(Extracted records)
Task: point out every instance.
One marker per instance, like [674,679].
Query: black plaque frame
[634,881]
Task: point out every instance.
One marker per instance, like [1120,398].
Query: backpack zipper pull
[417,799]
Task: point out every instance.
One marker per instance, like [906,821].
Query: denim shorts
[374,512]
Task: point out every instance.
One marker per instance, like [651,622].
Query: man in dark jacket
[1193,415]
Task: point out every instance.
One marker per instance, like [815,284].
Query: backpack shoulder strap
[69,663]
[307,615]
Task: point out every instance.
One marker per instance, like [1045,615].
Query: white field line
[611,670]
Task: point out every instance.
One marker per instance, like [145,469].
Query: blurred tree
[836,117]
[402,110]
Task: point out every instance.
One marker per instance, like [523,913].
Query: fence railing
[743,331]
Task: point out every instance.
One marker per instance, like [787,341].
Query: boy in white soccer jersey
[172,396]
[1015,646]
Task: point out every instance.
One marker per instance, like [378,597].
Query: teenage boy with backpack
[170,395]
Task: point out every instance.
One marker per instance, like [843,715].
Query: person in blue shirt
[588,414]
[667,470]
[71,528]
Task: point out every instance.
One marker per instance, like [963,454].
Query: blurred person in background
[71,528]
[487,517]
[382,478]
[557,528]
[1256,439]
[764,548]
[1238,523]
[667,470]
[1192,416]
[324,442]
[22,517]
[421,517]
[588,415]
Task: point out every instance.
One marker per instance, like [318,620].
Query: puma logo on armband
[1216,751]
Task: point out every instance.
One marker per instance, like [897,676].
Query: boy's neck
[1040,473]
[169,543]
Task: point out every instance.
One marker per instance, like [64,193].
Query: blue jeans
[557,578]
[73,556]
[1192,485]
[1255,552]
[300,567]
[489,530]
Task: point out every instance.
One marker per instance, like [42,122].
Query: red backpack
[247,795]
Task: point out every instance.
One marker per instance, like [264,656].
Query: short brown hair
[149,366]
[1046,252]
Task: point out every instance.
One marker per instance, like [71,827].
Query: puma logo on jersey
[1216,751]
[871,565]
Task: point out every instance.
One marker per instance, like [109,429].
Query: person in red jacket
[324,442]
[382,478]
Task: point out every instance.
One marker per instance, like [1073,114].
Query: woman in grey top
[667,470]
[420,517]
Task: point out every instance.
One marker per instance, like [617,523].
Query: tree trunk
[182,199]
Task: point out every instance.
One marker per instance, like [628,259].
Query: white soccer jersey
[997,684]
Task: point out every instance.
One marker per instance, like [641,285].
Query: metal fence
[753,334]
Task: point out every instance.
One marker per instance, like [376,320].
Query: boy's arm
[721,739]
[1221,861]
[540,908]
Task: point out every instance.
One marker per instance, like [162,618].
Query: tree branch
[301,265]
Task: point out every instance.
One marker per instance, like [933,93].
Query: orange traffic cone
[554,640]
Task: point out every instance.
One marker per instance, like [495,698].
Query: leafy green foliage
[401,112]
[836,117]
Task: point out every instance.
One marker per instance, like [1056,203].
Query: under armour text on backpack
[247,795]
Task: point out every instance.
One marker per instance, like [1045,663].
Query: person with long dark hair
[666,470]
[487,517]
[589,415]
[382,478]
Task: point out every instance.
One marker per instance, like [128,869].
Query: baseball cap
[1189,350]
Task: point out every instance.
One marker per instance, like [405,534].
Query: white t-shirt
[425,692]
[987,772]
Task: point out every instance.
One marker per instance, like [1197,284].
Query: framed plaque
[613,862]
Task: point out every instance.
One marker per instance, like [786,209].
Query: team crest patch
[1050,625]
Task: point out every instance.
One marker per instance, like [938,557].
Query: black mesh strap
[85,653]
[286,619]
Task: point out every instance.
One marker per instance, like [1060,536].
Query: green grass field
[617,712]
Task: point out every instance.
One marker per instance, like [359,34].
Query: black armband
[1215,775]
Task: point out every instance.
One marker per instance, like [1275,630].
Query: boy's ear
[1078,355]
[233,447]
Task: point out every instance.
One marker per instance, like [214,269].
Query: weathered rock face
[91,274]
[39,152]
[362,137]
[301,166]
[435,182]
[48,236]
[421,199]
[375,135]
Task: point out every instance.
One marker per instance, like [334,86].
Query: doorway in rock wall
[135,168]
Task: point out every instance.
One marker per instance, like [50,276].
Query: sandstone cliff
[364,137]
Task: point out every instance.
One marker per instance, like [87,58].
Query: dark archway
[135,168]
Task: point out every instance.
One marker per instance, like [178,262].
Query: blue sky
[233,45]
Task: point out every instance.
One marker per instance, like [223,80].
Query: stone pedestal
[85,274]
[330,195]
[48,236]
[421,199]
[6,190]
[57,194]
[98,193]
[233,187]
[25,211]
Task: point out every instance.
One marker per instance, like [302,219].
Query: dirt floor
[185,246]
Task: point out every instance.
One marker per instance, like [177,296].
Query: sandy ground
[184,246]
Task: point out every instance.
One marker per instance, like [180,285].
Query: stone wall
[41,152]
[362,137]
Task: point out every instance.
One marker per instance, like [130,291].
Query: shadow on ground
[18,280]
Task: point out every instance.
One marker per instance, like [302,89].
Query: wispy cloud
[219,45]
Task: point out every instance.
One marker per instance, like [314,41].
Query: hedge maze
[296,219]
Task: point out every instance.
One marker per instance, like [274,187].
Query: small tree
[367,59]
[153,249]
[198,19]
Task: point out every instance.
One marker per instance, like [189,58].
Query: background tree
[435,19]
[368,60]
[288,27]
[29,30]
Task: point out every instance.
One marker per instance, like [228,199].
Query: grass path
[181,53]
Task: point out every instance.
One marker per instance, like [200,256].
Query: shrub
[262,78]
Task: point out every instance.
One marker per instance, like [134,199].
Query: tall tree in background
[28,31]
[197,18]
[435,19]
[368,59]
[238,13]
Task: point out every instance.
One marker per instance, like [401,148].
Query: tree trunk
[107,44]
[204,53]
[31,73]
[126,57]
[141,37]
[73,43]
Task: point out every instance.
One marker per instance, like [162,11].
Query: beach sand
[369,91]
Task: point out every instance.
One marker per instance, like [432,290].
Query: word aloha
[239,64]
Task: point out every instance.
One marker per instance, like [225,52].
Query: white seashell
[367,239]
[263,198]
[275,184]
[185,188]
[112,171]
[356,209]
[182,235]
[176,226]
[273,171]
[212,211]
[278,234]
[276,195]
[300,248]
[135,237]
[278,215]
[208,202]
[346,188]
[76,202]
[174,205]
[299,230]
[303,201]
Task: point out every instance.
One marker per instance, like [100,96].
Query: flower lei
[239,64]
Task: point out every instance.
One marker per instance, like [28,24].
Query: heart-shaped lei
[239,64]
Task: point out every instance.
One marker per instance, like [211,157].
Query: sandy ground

Stated goal
Write out the records above again, keeping each one identical to the original.

Exercise result
Task: point out every instance.
One marker per instance, like [674,679].
Query: black plaque frame
[634,881]
Task: point out every instance.
One marker per instance, like [1120,398].
Query: backpack zipper pull
[417,799]
Task: point out every instance.
One marker per instance, like [906,821].
Query: denim shorts
[374,512]
Task: point out every instance.
One marker per instance, like [651,622].
Query: man in dark jacket
[1193,415]
Task: point out every instance.
One marker per instance, like [815,284].
Query: backpack shoulder strap
[69,663]
[307,615]
Task: point out every instance.
One marker per instance, like [1045,615].
Query: white field line
[611,670]
Task: point out every instance.
One marker per instance, like [145,469].
Query: blurred tree
[836,117]
[402,110]
Task: point out every instance.
One marker per instance, like [523,913].
Query: fence railing
[743,331]
Task: point out every instance.
One marker per instance, like [787,341].
Query: boy in white soccer jersey
[172,396]
[1015,646]
Task: point out every instance.
One marker per instance, like [378,597].
Query: teenage boy with backpack
[170,395]
Task: point out every instance.
One marker per instance, like [843,715].
Query: person in blue shirt
[588,414]
[667,470]
[71,528]
Task: point out every instance.
One marker per instance, like [963,454].
Query: blurred person in background
[71,528]
[487,517]
[382,478]
[557,528]
[1256,439]
[764,548]
[1238,523]
[667,470]
[1192,416]
[324,442]
[22,517]
[421,517]
[588,415]
Task: point out every instance.
One marker per instance, like [318,620].
Query: puma logo on armband
[1216,751]
Task: point out every instance.
One marker per instance, like [897,676].
Query: boy's neck
[1040,473]
[169,543]
Task: point out every instance.
One marker per instance, like [64,193].
Query: blue jeans
[557,578]
[73,556]
[1192,485]
[1255,552]
[300,567]
[489,530]
Task: point out every instance.
One marker per instance, like [42,122].
Query: red backpack
[247,795]
Task: point out every instance.
One marker per instance, like [264,656].
Query: short brown hair
[149,366]
[1046,252]
Task: point out every instance.
One marker per instance, like [71,827].
Query: puma logo on jersey
[1216,751]
[871,565]
Task: point out every instance.
One marker per instance, like [109,429].
Query: person in red jacket
[324,442]
[382,478]
Task: point out every instance.
One marker per instance, like [1073,114].
Query: woman in grey top
[667,470]
[420,517]
Task: point out every instance.
One marker per instance, like [617,523].
Query: tree trunk
[182,199]
Task: point out every instance.
One marker per instance, like [628,259].
Query: white soccer jersey
[997,684]
Task: point out every instance.
One marker per instance, like [641,285].
Query: metal fence
[753,334]
Task: point out every instance.
One marker per instance, like [376,320].
Query: boy's arm
[721,739]
[1221,861]
[540,908]
Task: point out every instance.
One marker per instance, like [162,618].
Query: tree branch
[301,265]
Task: point out every instance.
One marker per instance, like [933,93].
Query: orange traffic cone
[554,640]
Task: point out every instance.
One marker per instance, like [495,698].
Query: leafy green foliage
[401,112]
[836,117]
Task: point out every instance.
One marker per instance, like [1056,203].
Query: under armour text on backpack
[247,795]
Task: point out every instance.
One marker per instance, like [1045,663].
Query: person with long dark hair
[666,470]
[487,517]
[589,415]
[382,478]
Task: point out every instance.
One marker per instance, like [128,869].
Query: baseball cap
[1189,350]
Task: point out every instance.
One marker per instance, like [405,534].
Query: white t-shirt
[425,692]
[987,772]
Task: point out every instance.
One marker per instance, like [1197,284].
Query: framed plaque
[613,862]
Task: point out every instance.
One marker per instance, like [786,209].
Query: team crest patch
[1050,625]
Task: point out every instance.
One marker per instance, like [938,557].
Query: black mesh strap
[85,653]
[286,619]
Task: point out every instance.
One marker per instance, like [1060,536].
Query: green grass field
[617,712]
Task: point out every instance.
One marker per instance, like [359,34].
Query: black armband
[1215,775]
Task: point out every instance.
One marker per instance, like [1275,630].
Query: boy's ear
[1078,355]
[233,447]
Task: point out every instance.
One marker per instance, like [214,269].
Query: weathered rock face
[91,274]
[39,152]
[362,137]
[301,166]
[435,182]
[48,236]
[421,199]
[375,135]
Task: point out every instance.
One marker per instance, like [334,86].
Query: doorway in rock wall
[135,168]
Task: point out every instance.
One marker per instance, like [50,276].
Query: sandstone cliff
[364,137]
Task: point out every instance.
One marker per instance, like [87,58].
Query: dark archway
[135,168]
Task: point out every instance.
One marker per instance, like [178,262].
Query: blue sky
[233,45]
Task: point out every instance.
One marker per instance, like [223,80].
Query: stone pedestal
[85,274]
[330,195]
[48,236]
[421,199]
[6,190]
[57,194]
[98,193]
[233,187]
[25,211]
Task: point out every instance.
One marker per instance, like [302,219].
Query: dirt floor
[185,246]
Task: point out every instance.
One marker per instance, like [177,296].
Query: sandy ground
[184,246]
Task: point out every instance.
One marker per instance, like [180,285].
Query: stone wall
[41,152]
[362,137]
Task: point out every instance.
One marker per instance, like [130,291].
Query: shadow on ground
[18,280]
Task: point out every instance.
One marker per instance, like [302,89].
Query: wispy cloud
[219,45]
Task: point out every instance.
One marker per instance, like [314,41].
Query: hedge maze
[296,219]
Task: point out every instance.
One marker per instance, like [274,187].
Query: small tree
[367,59]
[153,249]
[198,19]
Task: point out every instance.
One marker per instance, like [189,58].
Query: background tree
[435,19]
[368,60]
[288,27]
[29,30]
Task: point out every instance.
One marker per instance, like [228,199].
Query: grass path
[181,53]
Task: point out every instance.
One marker per instance, like [200,256].
Query: shrub
[262,78]
Task: point out every instance.
One marker per instance, like [134,199].
Query: tall tree in background
[28,31]
[197,18]
[435,19]
[368,59]
[238,13]
Task: point out every instance.
One marker per instance, like [401,148].
Query: tree trunk
[107,44]
[204,53]
[31,73]
[126,57]
[141,37]
[73,43]
Task: point out every instance.
One marker per instance, like [162,11].
Query: beach sand
[369,91]
Task: point out every instance.
One marker per instance, like [432,290].
Query: word aloha
[239,64]
Task: point out every instance.
One marker per instance, like [225,52].
Query: white seashell
[367,239]
[263,198]
[275,184]
[185,188]
[112,171]
[356,209]
[182,235]
[176,226]
[273,171]
[212,211]
[278,234]
[276,195]
[300,248]
[135,237]
[278,215]
[208,202]
[346,188]
[76,202]
[174,205]
[299,230]
[303,201]
Task: point out every instance.
One marker per instance, like [100,96].
Query: flower lei
[239,64]
Task: point out every instance.
One marker per instance, like [28,24].
Query: heart-shaped lei
[239,64]
Task: point out every instance.
One marker per instance, like [211,157].
Query: sandy ground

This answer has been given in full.